▶ **Information supplied**:

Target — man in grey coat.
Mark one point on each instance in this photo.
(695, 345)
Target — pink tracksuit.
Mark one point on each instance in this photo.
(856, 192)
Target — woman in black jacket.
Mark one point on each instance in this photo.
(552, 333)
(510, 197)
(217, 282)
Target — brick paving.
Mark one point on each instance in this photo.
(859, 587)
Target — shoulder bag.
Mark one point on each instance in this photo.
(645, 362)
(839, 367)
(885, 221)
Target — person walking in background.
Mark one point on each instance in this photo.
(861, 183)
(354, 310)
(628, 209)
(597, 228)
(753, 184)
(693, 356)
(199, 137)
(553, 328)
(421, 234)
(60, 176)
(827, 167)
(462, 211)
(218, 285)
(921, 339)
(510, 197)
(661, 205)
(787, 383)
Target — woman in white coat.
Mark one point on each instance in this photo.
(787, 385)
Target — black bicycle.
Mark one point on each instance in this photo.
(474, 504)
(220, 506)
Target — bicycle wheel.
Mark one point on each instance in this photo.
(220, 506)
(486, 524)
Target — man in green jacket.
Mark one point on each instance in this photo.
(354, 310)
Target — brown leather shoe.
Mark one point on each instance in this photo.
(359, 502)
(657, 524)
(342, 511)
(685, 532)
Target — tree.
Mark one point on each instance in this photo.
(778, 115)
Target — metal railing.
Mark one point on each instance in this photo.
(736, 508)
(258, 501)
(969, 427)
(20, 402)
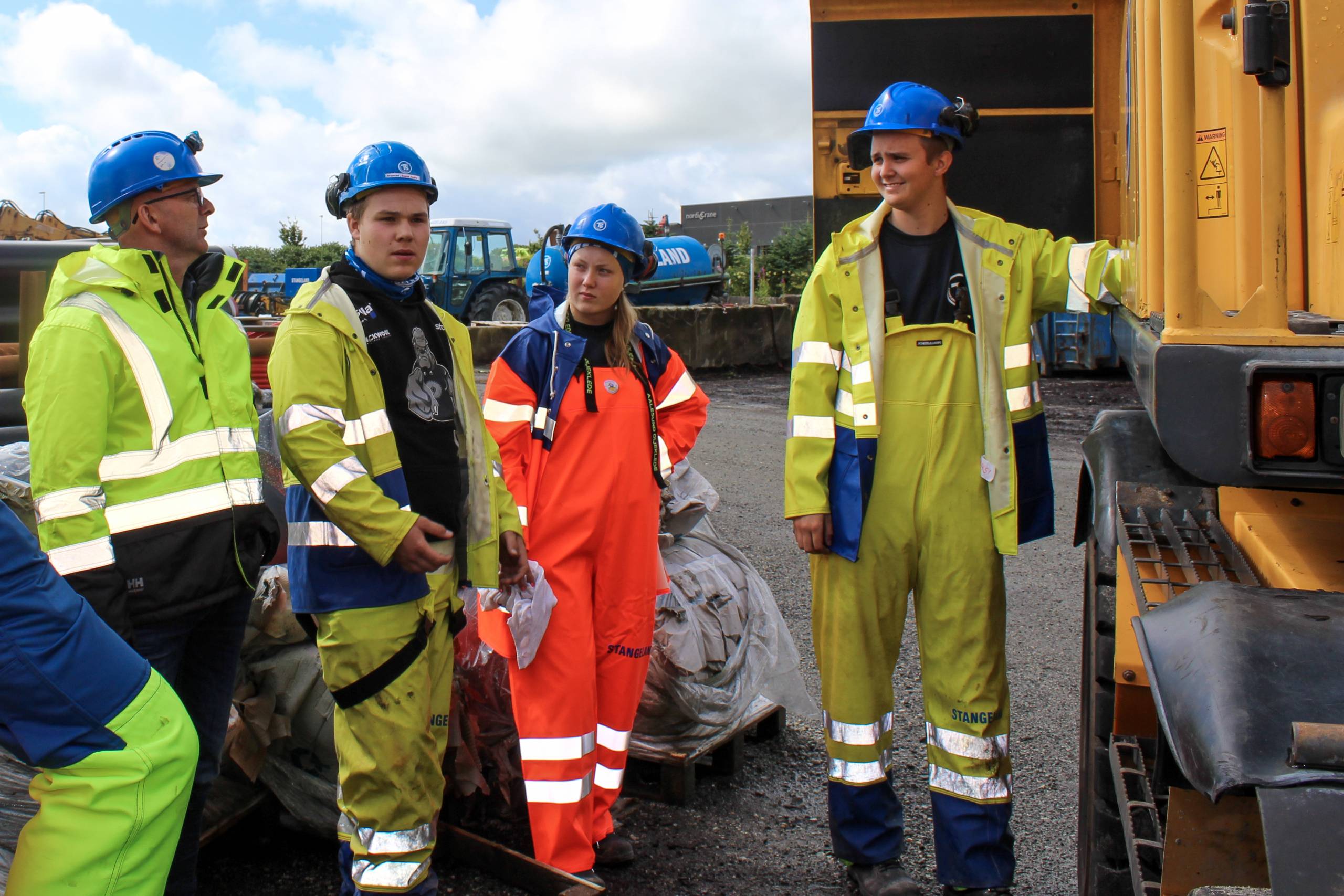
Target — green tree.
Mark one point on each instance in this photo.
(737, 257)
(788, 261)
(291, 234)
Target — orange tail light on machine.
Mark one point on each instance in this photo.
(1285, 425)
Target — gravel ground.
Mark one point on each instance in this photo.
(764, 830)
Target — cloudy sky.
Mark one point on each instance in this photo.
(526, 109)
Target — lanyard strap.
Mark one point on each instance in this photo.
(637, 368)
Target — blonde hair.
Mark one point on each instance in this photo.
(623, 328)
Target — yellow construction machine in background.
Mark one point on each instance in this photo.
(17, 225)
(1206, 139)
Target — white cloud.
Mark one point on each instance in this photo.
(530, 113)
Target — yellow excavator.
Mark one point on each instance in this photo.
(17, 225)
(1206, 139)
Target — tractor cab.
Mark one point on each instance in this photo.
(471, 272)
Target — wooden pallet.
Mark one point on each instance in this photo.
(670, 775)
(510, 866)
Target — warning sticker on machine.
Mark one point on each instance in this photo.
(1211, 184)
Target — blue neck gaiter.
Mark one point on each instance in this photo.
(398, 289)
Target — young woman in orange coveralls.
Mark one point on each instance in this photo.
(591, 412)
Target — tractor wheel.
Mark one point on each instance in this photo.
(499, 304)
(1102, 860)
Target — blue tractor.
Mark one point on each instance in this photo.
(471, 270)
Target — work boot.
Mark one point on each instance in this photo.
(591, 876)
(613, 849)
(884, 879)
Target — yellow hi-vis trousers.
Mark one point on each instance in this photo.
(927, 531)
(108, 825)
(390, 747)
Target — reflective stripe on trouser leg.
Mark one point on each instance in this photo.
(623, 630)
(858, 645)
(109, 823)
(390, 747)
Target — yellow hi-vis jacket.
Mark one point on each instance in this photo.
(1015, 275)
(144, 437)
(346, 495)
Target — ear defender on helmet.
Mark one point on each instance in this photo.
(961, 116)
(339, 183)
(651, 262)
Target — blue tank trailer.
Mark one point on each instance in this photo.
(686, 276)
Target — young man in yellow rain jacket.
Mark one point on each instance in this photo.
(916, 460)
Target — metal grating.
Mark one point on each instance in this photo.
(1138, 815)
(1172, 541)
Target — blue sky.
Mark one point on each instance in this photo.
(524, 109)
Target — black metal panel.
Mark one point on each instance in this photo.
(1030, 170)
(994, 61)
(1121, 448)
(1301, 840)
(834, 214)
(1232, 667)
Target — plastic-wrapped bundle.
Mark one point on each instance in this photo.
(719, 640)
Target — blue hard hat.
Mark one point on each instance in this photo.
(382, 164)
(139, 163)
(909, 107)
(616, 229)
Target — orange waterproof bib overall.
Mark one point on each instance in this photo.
(594, 529)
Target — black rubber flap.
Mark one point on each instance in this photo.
(1303, 840)
(1232, 667)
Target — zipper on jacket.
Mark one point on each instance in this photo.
(166, 299)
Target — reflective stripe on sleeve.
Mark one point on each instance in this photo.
(968, 746)
(858, 735)
(296, 417)
(558, 792)
(608, 778)
(1016, 356)
(394, 842)
(337, 477)
(664, 460)
(66, 503)
(182, 505)
(142, 362)
(392, 875)
(860, 773)
(613, 739)
(683, 390)
(816, 354)
(319, 535)
(78, 558)
(195, 446)
(505, 413)
(968, 786)
(814, 428)
(554, 749)
(366, 428)
(1023, 397)
(1078, 257)
(860, 373)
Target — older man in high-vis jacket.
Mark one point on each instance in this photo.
(916, 460)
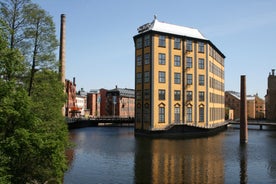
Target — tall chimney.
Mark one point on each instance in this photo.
(62, 49)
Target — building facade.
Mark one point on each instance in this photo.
(120, 102)
(270, 98)
(179, 78)
(70, 106)
(255, 105)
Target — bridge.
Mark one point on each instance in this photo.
(255, 123)
(100, 121)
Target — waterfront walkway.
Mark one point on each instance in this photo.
(255, 123)
(99, 121)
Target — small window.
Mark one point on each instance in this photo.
(147, 41)
(177, 79)
(138, 95)
(177, 43)
(139, 60)
(139, 78)
(189, 79)
(201, 96)
(147, 94)
(177, 95)
(189, 114)
(161, 94)
(189, 95)
(162, 77)
(146, 59)
(177, 61)
(201, 63)
(162, 59)
(189, 45)
(139, 43)
(201, 80)
(189, 62)
(201, 114)
(161, 114)
(162, 41)
(201, 47)
(147, 76)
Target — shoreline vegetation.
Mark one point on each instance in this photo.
(33, 133)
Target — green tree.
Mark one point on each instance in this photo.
(40, 41)
(13, 20)
(33, 133)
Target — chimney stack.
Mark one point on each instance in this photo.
(62, 49)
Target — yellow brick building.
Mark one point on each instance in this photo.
(179, 78)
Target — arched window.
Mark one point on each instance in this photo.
(161, 113)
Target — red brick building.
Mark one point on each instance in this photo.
(270, 98)
(120, 102)
(70, 106)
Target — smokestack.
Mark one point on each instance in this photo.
(62, 49)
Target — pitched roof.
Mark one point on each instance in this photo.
(155, 25)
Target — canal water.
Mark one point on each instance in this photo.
(115, 155)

▶ **Exercise**:
Leave the pictures out and print the records above exactly as they stand.

▶ **Answer in full**:
Target — man in grey coat.
Mark one point on each instance in this photo.
(695, 345)
Target — pink tracksuit.
Mark one point on each instance in this photo.
(856, 192)
Target — woman in black jacket.
Mark one point on each instance in this photo.
(552, 333)
(510, 197)
(217, 282)
Target — brick paving.
Mark one point on each instance in this photo.
(859, 587)
Target — shoulder bag.
Mark one point on each instance in this photo.
(645, 362)
(839, 367)
(885, 221)
Target — person walking in background.
Mark one point on each instance in this photo.
(861, 183)
(354, 310)
(628, 209)
(597, 228)
(753, 184)
(693, 356)
(199, 137)
(553, 328)
(421, 234)
(60, 176)
(827, 167)
(462, 211)
(218, 285)
(921, 339)
(510, 197)
(661, 205)
(787, 383)
Target — woman in white coat.
Mark one point on each instance in this photo.
(787, 385)
Target — black bicycle.
Mark one point on each instance in this photo.
(474, 504)
(220, 506)
Target — bicycle wheel.
Mark one point on each instance in this photo.
(220, 506)
(486, 524)
Target — man in green jacket.
Mark one point on each instance in this photo.
(354, 310)
Target — brown leather shoe.
Mark one point on each instance in this photo.
(359, 502)
(657, 524)
(342, 511)
(685, 532)
Target — tree.
Mark one point on each instance in this photo.
(778, 115)
Target — metal railing.
Mark one point on each instance in this photo.
(736, 508)
(258, 501)
(969, 427)
(20, 402)
Target — green tree.
Mark one point on each instance in this photo.
(737, 257)
(788, 261)
(291, 234)
Target — orange tail light on machine.
Mark one point on each instance in this photo.
(1285, 425)
Target — gravel ground.
Mark one point on each instance in this photo.
(764, 830)
Target — cloudy sky.
Mark one point on each instance in this photo.
(526, 109)
Target — lanyard strap.
Mark one point on each instance in this photo.
(637, 368)
Target — blonde hair.
Mark one point on each instance in this photo.
(623, 328)
Target — yellow construction machine in background.
Mark one point on each instance in this photo.
(17, 225)
(1206, 139)
Target — white cloud.
Mark one point on each instance in this photo.
(530, 113)
Target — yellow excavator.
Mark one point on each instance in this photo.
(17, 225)
(1206, 139)
Target — tractor cab.
Mark one point on each instance in this photo.
(471, 272)
Target — wooden pallet.
Mark one point on each instance in this photo.
(670, 775)
(510, 866)
Target — warning sticker on machine.
Mark one point on each instance in this photo.
(1211, 184)
Target — blue neck gaiter.
Mark one point on each instance in this photo.
(398, 289)
Target — young woman in orange coveralls.
Mark one point on each instance in this photo.
(591, 412)
Target — tractor wheel.
Mark one point on each instance in this photo.
(499, 304)
(1102, 860)
Target — blue tractor.
Mark one point on each instance in this photo.
(471, 270)
Target — work boot.
Mark one point on each instance in this photo.
(591, 876)
(613, 849)
(884, 879)
Target — yellow hi-vis trousers.
Mark one point on each instance in this photo.
(927, 531)
(108, 825)
(390, 747)
Target — reflective stripe on trouser leg.
Mark one point on each instance in this photo.
(623, 630)
(858, 645)
(109, 823)
(390, 747)
Target — yellow hi-vis jacket.
Mark one point on each instance in this photo.
(1015, 275)
(144, 437)
(346, 495)
Target — ear defender on helmet.
Mark one point on each instance in this photo.
(961, 116)
(339, 183)
(651, 262)
Target — blue tank trailer.
Mark one point on each instance in this photo.
(686, 276)
Target — young man in yellow rain jacket.
Mark one point on each instance in this photo.
(916, 460)
Target — metal grating.
Mark one point on each instance in this photo.
(1138, 815)
(1172, 541)
Target — blue sky.
Mark one point on each instance in this photo.
(524, 109)
Target — black metal panel.
Mark one point on each instance in this photo.
(1030, 170)
(994, 61)
(1121, 448)
(1301, 840)
(834, 214)
(1232, 667)
Target — plastic-wrapped bundle.
Mark one point on each instance in this photo.
(719, 640)
Target — blue hard hat.
Mark one point on each instance in this photo.
(382, 164)
(139, 163)
(909, 107)
(616, 229)
Target — orange waterproof bib overall.
Mark one point on each instance in this photo.
(594, 529)
Target — black rubber flap.
Mark one point on each instance in this photo.
(1303, 840)
(1232, 667)
Target — zipper on jacket.
Mark one point on each instance in this photo.
(166, 299)
Target — reflective stripe on sleeve.
Mark one point on each instance in this photo.
(968, 746)
(858, 735)
(296, 417)
(558, 792)
(608, 778)
(1016, 356)
(394, 842)
(337, 477)
(664, 460)
(66, 503)
(182, 505)
(142, 362)
(392, 875)
(860, 773)
(613, 739)
(683, 390)
(816, 354)
(319, 535)
(78, 558)
(195, 446)
(505, 413)
(968, 786)
(814, 428)
(554, 749)
(366, 428)
(1023, 397)
(1078, 257)
(860, 373)
Target — older man in high-vis jacket.
Mark one point on each instance in this photo.
(916, 460)
Target — tall chimney.
Mark one point on each instance in this photo.
(62, 49)
Target — building facade.
Mark one point on each instance in this photo.
(120, 102)
(270, 98)
(179, 78)
(70, 106)
(255, 105)
Target — bridge.
Mark one point on each instance in this photo.
(255, 123)
(100, 121)
Target — waterfront walkway.
Mark one point on each instance in this photo.
(255, 123)
(99, 121)
Target — small window.
Mark one point on each instance in this photo.
(147, 41)
(177, 79)
(138, 95)
(177, 43)
(139, 60)
(139, 78)
(189, 79)
(201, 96)
(147, 94)
(177, 95)
(189, 114)
(161, 94)
(189, 95)
(162, 77)
(146, 59)
(177, 61)
(201, 63)
(162, 59)
(189, 45)
(139, 43)
(201, 80)
(189, 62)
(201, 114)
(161, 114)
(162, 41)
(201, 47)
(147, 76)
Target — shoreline vegetation.
Mark one point on each instance in this photo.
(33, 133)
Target — green tree.
Mark one point on each instance in this photo.
(40, 41)
(13, 20)
(33, 133)
Target — chimney stack.
Mark one point on each instance in this photo.
(62, 49)
Target — yellow brick building.
Mark one point on each instance in this photo.
(179, 78)
Target — arched window.
Mark one point on each instance in this photo.
(161, 113)
Target — red brick building.
Mark one point on each instance in this photo.
(270, 98)
(120, 102)
(70, 106)
Target — smokestack.
Mark one point on each instance in this photo.
(62, 49)
Target — pitched roof.
Mark one point on each instance in this photo.
(155, 25)
Target — canal water.
Mark one point on each instance in this photo.
(115, 155)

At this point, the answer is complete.